Referring expression pointing data:
▼

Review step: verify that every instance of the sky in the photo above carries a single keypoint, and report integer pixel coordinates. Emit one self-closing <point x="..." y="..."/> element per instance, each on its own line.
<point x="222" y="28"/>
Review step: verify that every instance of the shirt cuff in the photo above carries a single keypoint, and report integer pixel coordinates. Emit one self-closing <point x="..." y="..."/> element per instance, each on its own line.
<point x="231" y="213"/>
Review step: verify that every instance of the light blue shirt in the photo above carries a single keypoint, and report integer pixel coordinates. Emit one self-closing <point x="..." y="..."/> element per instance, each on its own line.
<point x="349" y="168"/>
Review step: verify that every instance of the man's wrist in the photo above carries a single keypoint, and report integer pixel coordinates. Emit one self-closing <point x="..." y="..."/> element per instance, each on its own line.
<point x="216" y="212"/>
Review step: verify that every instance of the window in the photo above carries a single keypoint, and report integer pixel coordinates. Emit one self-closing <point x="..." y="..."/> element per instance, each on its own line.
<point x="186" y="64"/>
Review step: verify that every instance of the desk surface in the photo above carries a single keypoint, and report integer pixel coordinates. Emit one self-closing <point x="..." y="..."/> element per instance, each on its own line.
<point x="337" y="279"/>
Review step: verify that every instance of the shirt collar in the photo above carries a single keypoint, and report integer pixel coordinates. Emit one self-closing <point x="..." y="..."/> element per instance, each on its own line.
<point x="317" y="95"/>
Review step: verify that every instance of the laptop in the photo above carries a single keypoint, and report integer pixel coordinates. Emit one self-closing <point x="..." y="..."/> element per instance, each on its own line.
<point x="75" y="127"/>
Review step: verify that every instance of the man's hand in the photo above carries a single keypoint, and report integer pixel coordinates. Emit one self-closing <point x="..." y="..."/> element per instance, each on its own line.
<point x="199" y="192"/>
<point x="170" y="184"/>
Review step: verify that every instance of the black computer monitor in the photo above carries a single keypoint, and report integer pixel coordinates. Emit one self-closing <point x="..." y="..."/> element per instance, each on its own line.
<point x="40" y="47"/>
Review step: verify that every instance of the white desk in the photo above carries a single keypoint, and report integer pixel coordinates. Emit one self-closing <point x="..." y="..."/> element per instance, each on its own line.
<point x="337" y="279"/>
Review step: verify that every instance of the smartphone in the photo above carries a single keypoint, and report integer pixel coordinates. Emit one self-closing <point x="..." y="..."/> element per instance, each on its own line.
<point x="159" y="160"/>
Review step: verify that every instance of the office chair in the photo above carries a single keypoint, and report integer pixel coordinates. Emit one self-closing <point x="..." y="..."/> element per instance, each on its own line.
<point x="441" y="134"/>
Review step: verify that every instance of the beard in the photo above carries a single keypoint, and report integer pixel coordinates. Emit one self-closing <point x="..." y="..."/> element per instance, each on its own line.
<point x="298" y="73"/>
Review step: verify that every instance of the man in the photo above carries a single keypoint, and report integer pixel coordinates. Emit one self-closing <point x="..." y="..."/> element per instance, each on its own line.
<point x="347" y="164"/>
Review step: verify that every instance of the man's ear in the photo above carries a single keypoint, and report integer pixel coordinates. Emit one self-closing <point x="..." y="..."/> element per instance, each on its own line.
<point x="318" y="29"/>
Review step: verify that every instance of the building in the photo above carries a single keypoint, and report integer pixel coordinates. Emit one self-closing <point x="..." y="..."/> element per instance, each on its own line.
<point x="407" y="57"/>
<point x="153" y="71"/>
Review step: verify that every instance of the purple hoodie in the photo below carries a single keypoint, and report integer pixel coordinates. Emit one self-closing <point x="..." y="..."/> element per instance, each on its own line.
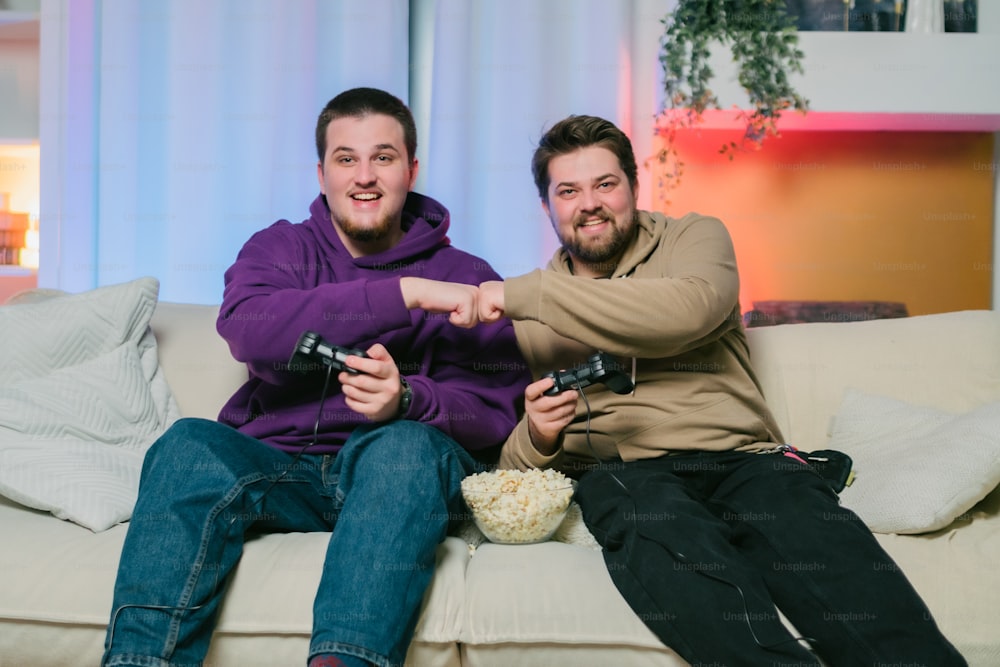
<point x="290" y="278"/>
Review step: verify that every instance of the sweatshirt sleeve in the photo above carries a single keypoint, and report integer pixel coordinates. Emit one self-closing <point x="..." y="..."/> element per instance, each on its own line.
<point x="266" y="304"/>
<point x="685" y="296"/>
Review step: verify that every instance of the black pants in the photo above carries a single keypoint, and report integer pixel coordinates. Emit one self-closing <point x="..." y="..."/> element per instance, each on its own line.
<point x="705" y="546"/>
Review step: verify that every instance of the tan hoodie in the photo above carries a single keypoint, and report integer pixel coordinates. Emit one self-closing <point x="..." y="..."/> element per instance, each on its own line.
<point x="670" y="312"/>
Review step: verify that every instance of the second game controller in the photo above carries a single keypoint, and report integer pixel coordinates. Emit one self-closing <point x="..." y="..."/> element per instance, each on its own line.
<point x="599" y="368"/>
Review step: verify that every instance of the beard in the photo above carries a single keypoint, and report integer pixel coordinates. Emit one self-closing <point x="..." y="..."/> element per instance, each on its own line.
<point x="603" y="251"/>
<point x="365" y="233"/>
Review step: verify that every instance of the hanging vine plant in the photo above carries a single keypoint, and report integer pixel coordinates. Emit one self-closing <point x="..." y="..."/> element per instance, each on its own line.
<point x="763" y="39"/>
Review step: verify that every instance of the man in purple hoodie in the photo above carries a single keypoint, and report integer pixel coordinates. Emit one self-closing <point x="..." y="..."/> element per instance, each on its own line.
<point x="374" y="453"/>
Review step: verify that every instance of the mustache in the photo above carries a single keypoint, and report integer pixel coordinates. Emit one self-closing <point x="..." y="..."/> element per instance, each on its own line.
<point x="603" y="215"/>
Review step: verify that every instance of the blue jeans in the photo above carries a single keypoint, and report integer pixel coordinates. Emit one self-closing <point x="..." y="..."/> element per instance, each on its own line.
<point x="389" y="497"/>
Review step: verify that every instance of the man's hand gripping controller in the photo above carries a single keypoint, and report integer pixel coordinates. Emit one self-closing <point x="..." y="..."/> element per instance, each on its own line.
<point x="313" y="348"/>
<point x="600" y="367"/>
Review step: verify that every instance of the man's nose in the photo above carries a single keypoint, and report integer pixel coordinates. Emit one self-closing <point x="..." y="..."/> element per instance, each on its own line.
<point x="589" y="201"/>
<point x="365" y="173"/>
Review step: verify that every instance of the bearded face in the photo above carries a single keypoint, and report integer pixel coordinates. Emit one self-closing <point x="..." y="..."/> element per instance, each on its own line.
<point x="592" y="208"/>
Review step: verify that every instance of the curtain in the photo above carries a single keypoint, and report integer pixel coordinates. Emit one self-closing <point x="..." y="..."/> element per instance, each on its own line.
<point x="172" y="131"/>
<point x="491" y="77"/>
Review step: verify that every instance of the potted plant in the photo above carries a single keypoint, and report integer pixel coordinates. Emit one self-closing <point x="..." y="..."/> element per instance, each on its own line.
<point x="763" y="39"/>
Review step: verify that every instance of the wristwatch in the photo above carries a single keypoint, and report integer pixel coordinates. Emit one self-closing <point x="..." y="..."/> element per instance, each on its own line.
<point x="405" y="398"/>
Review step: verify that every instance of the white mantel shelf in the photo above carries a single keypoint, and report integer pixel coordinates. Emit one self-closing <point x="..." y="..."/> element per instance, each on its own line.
<point x="887" y="81"/>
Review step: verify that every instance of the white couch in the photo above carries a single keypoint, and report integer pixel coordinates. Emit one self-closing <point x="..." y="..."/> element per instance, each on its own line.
<point x="549" y="604"/>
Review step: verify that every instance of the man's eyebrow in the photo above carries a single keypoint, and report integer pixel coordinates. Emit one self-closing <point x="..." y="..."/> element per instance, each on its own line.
<point x="599" y="179"/>
<point x="378" y="147"/>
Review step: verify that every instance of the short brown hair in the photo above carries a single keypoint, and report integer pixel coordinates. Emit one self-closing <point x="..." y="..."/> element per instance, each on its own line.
<point x="358" y="102"/>
<point x="576" y="132"/>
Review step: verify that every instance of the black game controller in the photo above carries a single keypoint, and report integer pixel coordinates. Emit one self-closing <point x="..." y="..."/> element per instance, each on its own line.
<point x="600" y="367"/>
<point x="312" y="348"/>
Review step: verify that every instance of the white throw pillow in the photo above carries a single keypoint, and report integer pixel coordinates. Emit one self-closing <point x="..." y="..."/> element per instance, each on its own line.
<point x="917" y="468"/>
<point x="81" y="399"/>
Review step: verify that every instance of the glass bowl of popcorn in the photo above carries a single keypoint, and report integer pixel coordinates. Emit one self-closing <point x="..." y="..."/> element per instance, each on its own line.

▲

WHAT THE TASK ASKS:
Beginning at the line that holds "Review step: verify that every instance of the white throw", copy every line through the end of the entries exactly as given, and only those lines.

RESPONSE:
Review step: verify that every instance of the white throw pillow in the photo above carries a single keypoint, and report integer pixel coordinates. Emit one self-closing <point x="..." y="..."/> element per instance, each on its own line.
<point x="917" y="468"/>
<point x="81" y="399"/>
Review step: verify that every instance of the glass bowl of popcorn in the photo above carries a single keypoint, and report integer pixel coordinates. Emit one self-closing <point x="..." y="..."/> element per instance, each on its own line.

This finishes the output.